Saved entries
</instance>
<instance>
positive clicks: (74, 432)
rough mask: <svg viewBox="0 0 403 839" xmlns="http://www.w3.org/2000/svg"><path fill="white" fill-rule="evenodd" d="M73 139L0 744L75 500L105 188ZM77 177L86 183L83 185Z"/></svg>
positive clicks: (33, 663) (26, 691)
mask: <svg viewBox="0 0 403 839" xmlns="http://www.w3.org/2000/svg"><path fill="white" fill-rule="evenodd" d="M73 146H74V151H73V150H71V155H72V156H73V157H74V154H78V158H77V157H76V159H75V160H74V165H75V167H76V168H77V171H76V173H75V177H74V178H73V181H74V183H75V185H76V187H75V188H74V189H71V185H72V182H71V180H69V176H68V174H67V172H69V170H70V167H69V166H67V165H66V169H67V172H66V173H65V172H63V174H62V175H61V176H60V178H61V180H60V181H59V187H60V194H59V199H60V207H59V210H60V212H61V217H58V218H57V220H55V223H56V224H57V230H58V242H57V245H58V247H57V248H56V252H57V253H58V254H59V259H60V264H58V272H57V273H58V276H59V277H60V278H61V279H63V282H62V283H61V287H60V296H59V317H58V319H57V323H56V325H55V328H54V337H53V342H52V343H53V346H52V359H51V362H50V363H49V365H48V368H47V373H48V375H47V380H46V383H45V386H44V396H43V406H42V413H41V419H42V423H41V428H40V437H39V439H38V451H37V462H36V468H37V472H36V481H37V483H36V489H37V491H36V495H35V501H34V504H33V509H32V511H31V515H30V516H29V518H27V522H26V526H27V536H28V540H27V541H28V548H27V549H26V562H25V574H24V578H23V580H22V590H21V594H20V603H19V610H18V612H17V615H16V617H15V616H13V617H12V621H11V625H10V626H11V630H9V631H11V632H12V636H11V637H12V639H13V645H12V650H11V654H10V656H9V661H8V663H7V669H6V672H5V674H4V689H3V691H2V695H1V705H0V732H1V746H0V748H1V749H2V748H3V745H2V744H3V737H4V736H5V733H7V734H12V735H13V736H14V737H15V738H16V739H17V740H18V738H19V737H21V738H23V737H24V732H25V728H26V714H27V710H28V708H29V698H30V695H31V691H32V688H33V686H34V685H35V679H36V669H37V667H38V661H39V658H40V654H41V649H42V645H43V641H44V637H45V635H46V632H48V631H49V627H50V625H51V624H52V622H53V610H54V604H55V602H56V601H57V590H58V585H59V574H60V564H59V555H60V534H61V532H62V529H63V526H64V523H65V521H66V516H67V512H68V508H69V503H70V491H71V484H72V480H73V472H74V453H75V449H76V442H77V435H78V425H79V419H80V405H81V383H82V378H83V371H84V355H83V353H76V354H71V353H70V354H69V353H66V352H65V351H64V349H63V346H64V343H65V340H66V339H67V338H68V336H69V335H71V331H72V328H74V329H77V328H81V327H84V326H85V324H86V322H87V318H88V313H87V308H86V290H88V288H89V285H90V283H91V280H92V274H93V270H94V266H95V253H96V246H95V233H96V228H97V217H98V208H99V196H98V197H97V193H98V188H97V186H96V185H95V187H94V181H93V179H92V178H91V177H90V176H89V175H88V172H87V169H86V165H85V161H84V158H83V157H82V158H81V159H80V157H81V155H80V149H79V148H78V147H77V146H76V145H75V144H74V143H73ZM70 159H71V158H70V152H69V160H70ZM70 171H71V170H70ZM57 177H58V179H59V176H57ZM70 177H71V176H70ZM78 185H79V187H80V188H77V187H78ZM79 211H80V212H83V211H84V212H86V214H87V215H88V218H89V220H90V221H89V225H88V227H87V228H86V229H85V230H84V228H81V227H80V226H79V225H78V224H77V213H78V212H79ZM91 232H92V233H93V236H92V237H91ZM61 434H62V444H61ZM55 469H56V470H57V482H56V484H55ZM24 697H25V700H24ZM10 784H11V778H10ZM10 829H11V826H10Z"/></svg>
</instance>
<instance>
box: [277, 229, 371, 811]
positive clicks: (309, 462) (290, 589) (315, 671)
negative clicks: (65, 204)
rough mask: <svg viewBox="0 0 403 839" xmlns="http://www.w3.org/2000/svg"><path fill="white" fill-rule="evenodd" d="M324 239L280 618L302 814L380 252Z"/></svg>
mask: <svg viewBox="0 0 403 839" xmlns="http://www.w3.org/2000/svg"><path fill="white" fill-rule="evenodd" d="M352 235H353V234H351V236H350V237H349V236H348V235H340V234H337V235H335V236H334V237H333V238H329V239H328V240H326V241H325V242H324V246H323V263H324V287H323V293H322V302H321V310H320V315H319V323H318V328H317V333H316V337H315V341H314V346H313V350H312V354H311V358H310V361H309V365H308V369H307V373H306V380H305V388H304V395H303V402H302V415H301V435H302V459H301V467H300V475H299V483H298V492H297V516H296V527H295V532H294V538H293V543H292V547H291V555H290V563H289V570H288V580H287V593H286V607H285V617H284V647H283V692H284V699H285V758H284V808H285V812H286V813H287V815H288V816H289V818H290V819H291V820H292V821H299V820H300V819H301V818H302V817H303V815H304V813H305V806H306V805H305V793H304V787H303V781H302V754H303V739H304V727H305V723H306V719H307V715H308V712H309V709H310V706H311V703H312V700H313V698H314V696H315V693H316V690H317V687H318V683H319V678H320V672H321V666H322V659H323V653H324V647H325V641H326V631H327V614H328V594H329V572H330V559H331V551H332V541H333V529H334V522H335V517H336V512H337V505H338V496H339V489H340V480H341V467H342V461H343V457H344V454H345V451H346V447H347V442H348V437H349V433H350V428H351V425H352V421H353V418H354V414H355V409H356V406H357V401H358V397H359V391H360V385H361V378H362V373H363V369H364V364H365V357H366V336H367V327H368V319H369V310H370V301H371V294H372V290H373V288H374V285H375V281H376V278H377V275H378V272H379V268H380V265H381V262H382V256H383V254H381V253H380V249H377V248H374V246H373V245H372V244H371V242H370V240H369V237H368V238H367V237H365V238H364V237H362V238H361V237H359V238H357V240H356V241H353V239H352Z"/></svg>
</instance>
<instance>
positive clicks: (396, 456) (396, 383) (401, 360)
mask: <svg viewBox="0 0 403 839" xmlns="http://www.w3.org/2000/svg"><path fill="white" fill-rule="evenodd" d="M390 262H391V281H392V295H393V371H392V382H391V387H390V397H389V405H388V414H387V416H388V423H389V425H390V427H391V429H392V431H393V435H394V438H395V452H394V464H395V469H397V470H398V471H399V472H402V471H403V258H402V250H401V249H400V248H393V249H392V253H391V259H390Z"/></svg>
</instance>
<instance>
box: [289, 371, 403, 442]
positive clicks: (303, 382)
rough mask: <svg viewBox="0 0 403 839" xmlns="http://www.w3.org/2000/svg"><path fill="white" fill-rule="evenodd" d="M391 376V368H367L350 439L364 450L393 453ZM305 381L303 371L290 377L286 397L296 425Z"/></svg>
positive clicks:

• [REQUIRED WORK]
Take the line with "376V368H367L350 439L364 450L393" and every line after it in the data, and please reproduce them exactly, leaving out all other lines.

• [EXERCISE RESPONSE]
rough mask: <svg viewBox="0 0 403 839" xmlns="http://www.w3.org/2000/svg"><path fill="white" fill-rule="evenodd" d="M391 376V368H367L350 439L364 450L393 453ZM305 381L303 371L290 377L286 397L296 425Z"/></svg>
positive clicks:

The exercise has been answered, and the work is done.